PROBLEM SET:
• A. In the open letter, rewrite the paragraph beginning "Last year my band Gama Bomb" more briefly, keeping its main facts.
• B. Based on the open letter, decide whether each statement agrees with it, answering yes or no and quoting the deciding words: (i) Gama Bomb's record company allowed the free release of the band's third album. (ii) U2 signed a 20-year deal with Live Nation. (iii) Paul McGuinness's article was written for GQ.
• C. From the open letter, reproduce everything from "1. The ‘problem’" down to "of consuming music.".

PASSAGE SHOWN:
Gama Bomb has issued the following open letter to U2 manager Paul McGuinness about his recent article on the music industry:

"U2’s manager Paul McGuinness’ recent article (‘How to save the music industry’ for GQ) is well-reasoned, well-informed and commendable in its aims – though it’s crazily short-sighted. It falls at the last hurdle when envisioning future solutions to the problems file sharing causes for the music industry, and is filled with logical blind-spots on the current state of the business. He’s got the numbers right, but the headspace is all wrong.

"To his credit Mr McGuinness is here wading into an argument that, as he notes, often involves untold abuse for those willing to stick their oar in. Furthermore, it’s one that doesn’t affect his untouchably profitable bread-and-butter, U2. So who am I to gainsay him?

"Last year my band Gama Bomb released their third album free of cost as a download with the permission of our record company, Earache Records. This, to my knowledge, makes us the first signed band ever to do so. We took this step because we personally consume music in this way and were aware our previous albums were largely being consumed as shared files. To release another CD in the traditional way seemed futile.

"Also, as a band playing a niche form of music on a small budget, we were aware of the potential PR power of such a move. The label agreed, we did it, and that’s why I feel qualified to dust off my soap box on this one. To keep this sweet, Mr McGuinness’ argument can be summarised in five points:

1. The ‘problem’ of ‘free’ content is the biggest issue facing the music industry
2. ISPs are profiting from widening bandwidth associated with filesharing
3. this has caused the music industry’s profit shrink, therefore
4. tackling the ISPs is the key to saving the music industry
5. To this end, governments should legislate to make ISPs punish consumers who infringe copyright, encouraging them to use legal, paid, approved means of consuming music.

"Two things stunned me as I read the article. First was Paul’s own emphasis on the negative nature of prosecuting consumers for file sharing, though the ‘graduated response’ or ‘three strikes’ legislation he champions offers no less a persecution to the very people artists rely on.

"Second was this quotation: 'In recent years the music business has tried to fight free with free, seeking revenues from advertising, merchandising, sponsorship...these efforts have achieved little success.'

"This is rather brash given that 360 degree contracts (where labels share in merch, licensing, royalties and live performance fees) have been common currency in the industry for more than 10 years, with all the majors buying over merchandise production companies in order to best profit from their bands’ deals. It seems his own industry are quite keen on it.

"It’s also startling because U2 signed a 12-year deal with Live Nation in 2008, giving control of the band’s merchandise and web presence to the concert promoter in sure recognition of those being vital cogs in the machine. And as for the rest? The band famously synergised corporate sponsorship and high-end merchandising in the form of the U2 iPod in 2004. Textbook new-industry pathfinding. But Paul skips over these new revenue streams like they’re a footnote, when they are in fact the lifelines of the music industry right now.

RECORDS PROVIDED:
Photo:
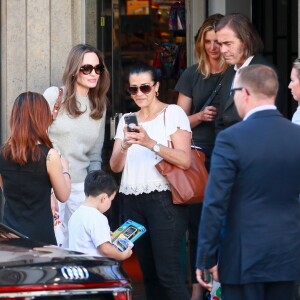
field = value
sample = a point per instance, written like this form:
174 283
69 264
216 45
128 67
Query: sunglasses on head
87 69
144 88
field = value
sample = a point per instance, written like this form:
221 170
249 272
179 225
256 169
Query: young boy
89 231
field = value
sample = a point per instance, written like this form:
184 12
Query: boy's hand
127 253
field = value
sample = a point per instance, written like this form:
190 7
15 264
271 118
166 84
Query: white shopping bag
58 229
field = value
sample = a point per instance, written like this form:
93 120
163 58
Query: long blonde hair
204 66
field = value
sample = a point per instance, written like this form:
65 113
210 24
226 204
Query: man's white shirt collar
245 64
259 108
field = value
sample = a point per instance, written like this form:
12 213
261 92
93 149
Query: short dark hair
244 31
142 67
98 182
260 78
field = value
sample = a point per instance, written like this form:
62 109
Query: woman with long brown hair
78 131
30 168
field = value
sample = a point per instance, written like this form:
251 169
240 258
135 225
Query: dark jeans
158 250
259 291
193 227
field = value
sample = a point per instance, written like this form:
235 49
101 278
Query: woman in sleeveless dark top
29 168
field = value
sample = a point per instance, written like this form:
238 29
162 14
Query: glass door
131 30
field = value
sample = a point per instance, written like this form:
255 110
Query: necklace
151 116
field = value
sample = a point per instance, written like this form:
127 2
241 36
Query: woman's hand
212 272
208 114
140 138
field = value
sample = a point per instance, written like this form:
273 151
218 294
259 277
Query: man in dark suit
250 224
240 45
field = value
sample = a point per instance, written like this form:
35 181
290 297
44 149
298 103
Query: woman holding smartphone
146 193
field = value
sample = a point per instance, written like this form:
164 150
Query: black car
33 270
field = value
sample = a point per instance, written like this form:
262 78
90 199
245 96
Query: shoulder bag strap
211 97
57 104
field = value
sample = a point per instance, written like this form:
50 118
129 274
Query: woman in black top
29 168
195 86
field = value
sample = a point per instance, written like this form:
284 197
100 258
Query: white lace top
139 174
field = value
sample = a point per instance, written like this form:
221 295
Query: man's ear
103 197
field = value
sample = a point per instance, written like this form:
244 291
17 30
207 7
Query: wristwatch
156 148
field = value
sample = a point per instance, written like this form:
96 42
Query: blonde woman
195 86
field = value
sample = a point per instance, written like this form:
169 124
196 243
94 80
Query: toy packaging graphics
127 234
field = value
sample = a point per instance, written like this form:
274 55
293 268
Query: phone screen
131 122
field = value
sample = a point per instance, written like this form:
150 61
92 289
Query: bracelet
67 173
123 148
123 151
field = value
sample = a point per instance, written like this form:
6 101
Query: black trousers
259 291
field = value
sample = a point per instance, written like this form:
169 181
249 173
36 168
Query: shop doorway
129 30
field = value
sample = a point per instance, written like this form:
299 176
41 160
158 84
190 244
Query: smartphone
130 231
207 277
131 121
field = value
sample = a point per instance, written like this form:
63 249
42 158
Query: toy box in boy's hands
126 234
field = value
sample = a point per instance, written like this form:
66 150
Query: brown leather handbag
187 186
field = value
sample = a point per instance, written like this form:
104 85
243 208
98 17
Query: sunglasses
144 88
88 69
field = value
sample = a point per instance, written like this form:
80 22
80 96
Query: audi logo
75 272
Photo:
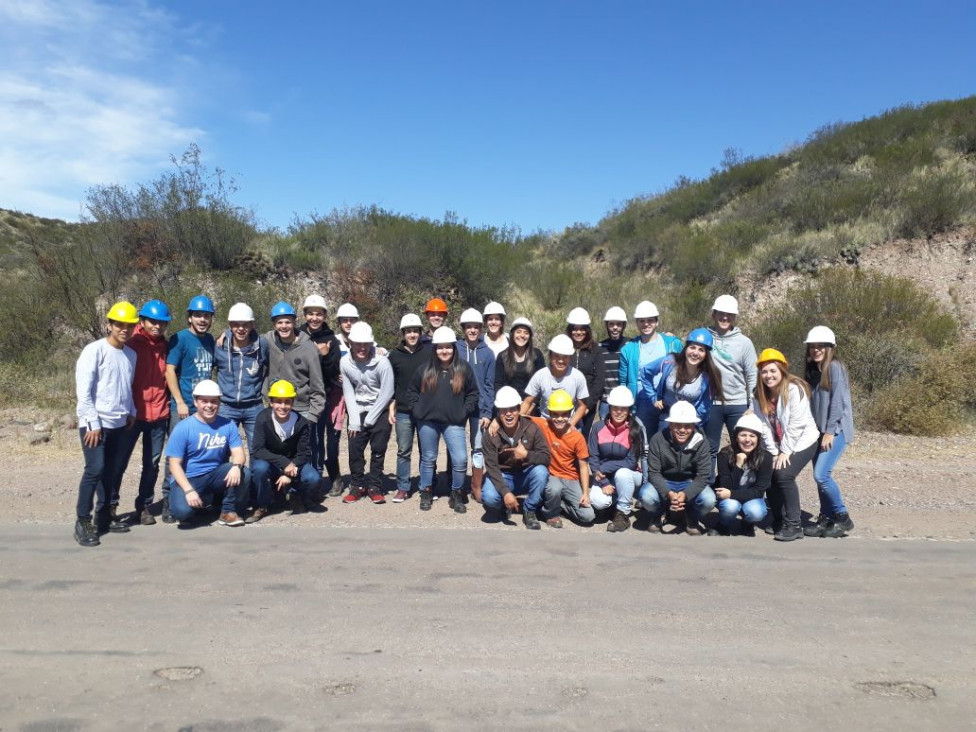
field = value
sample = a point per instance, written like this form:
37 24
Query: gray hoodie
735 357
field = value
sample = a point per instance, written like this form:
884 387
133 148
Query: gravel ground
895 487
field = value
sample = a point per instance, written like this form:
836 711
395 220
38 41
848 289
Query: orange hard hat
436 305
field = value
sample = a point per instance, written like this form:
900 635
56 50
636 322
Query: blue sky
534 114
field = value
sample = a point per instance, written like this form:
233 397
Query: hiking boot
788 533
256 515
230 518
839 526
819 527
619 522
85 533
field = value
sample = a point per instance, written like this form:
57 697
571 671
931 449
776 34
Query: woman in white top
790 434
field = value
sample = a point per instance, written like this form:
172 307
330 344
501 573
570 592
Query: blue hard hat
282 308
702 337
201 304
156 310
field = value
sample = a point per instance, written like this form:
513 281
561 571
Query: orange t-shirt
564 450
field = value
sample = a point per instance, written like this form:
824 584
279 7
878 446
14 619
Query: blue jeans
430 434
655 505
752 511
209 487
104 467
243 416
153 436
530 482
264 474
406 430
831 502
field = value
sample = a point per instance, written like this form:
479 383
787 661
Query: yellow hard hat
771 354
123 312
282 390
560 401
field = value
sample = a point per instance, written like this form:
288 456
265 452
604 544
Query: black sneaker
85 533
839 526
819 527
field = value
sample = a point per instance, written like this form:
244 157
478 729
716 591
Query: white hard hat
578 316
443 335
615 314
683 413
315 301
646 309
620 396
506 398
240 313
821 334
361 332
562 344
726 304
206 388
410 321
470 316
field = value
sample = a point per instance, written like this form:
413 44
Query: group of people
590 428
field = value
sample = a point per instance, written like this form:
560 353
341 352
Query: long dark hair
457 369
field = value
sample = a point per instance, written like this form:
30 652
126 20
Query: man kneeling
282 453
198 450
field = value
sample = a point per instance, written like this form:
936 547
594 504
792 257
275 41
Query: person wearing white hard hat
516 463
615 322
495 337
745 470
830 404
367 385
559 375
588 360
443 395
643 355
618 459
679 467
328 428
405 360
198 453
241 365
735 356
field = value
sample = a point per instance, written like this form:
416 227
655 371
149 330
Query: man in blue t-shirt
188 362
197 454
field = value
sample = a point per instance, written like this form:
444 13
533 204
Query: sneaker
788 533
353 495
230 519
256 515
85 533
839 526
818 528
530 520
456 501
619 522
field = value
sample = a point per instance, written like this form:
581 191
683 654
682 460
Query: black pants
377 437
784 494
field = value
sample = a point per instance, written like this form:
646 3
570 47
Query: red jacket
149 390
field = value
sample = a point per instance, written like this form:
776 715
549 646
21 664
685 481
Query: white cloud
83 101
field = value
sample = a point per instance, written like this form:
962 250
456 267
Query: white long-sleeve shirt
103 383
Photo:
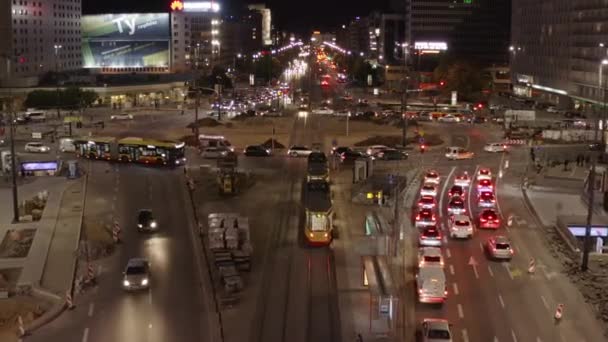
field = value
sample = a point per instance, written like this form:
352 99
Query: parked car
121 116
256 151
299 151
37 147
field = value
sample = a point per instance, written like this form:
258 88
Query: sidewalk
575 285
47 269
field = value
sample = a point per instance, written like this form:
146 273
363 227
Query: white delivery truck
431 286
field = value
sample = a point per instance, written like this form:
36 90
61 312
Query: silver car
436 330
499 248
136 275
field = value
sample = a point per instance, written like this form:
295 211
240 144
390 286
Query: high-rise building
386 36
38 37
266 22
472 29
557 50
195 31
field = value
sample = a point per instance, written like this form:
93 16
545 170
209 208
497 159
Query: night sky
291 15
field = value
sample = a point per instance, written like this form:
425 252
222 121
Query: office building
557 48
196 36
386 37
39 36
477 30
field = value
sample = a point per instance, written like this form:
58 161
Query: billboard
131 40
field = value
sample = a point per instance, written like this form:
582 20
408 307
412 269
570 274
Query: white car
436 330
214 152
458 153
430 256
299 151
461 227
484 173
122 116
374 149
429 189
36 147
495 147
323 110
449 118
432 177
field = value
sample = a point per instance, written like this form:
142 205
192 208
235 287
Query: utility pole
587 241
57 48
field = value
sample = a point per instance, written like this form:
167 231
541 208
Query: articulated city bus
319 214
132 150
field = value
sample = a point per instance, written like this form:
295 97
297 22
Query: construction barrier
532 266
20 327
559 311
68 300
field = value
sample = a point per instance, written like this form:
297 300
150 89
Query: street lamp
9 108
57 48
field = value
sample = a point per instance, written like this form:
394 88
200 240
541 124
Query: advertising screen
126 40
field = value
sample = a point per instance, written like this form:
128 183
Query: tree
71 97
462 76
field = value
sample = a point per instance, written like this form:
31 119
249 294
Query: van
431 286
214 141
456 153
36 116
67 145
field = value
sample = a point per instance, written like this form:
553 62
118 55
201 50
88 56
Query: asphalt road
489 300
174 308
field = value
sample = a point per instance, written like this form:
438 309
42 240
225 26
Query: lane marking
465 335
502 302
445 187
460 312
544 302
506 265
513 335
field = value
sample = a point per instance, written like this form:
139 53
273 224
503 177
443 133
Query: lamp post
57 48
9 109
591 184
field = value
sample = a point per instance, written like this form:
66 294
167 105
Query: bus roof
151 142
317 201
95 139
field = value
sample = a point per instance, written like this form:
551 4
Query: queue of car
430 277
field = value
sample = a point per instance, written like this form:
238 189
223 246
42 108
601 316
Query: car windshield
133 270
432 259
502 245
439 334
431 232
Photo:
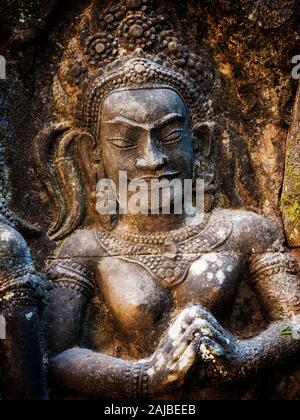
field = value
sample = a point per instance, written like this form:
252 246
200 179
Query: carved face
146 133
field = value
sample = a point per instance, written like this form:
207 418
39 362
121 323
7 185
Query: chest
140 302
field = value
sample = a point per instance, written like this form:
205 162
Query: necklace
168 256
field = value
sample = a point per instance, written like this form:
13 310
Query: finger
200 328
178 328
188 359
211 319
209 350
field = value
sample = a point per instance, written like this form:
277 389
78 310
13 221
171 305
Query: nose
153 159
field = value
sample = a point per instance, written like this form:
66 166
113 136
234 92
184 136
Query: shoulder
82 244
12 244
251 232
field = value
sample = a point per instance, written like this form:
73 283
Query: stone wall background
251 44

ANSWERS PER TASK:
• A. Last year Gama Bomb released its third album as a free download, with permission from its label, Earache Records. To the writer's knowledge, that made it the first signed band to do so. The band chose this route because its members consume music that way and knew their earlier albums were mostly being shared as files, so a traditional CD release seemed futile.

• B.
(i) Yes: "released their third album free of cost as a download with the permission of our record company, Earache Records"
(ii) No: "U2 signed a 12-year deal with Live Nation in 2008"
(iii) Yes: "‘How to save the music industry’ for GQ"

• C.
1. The ‘problem’ of ‘free’ content is the biggest issue facing the music industry
2. ISPs are profiting from widening bandwidth associated with filesharing
3. this has caused the music industry’s profit shrink, therefore
4. tackling the ISPs is the key to saving the music industry
5. To this end, governments should legislate to make ISPs punish consumers who infringe copyright, encouraging them to use legal, paid, approved means of consuming music.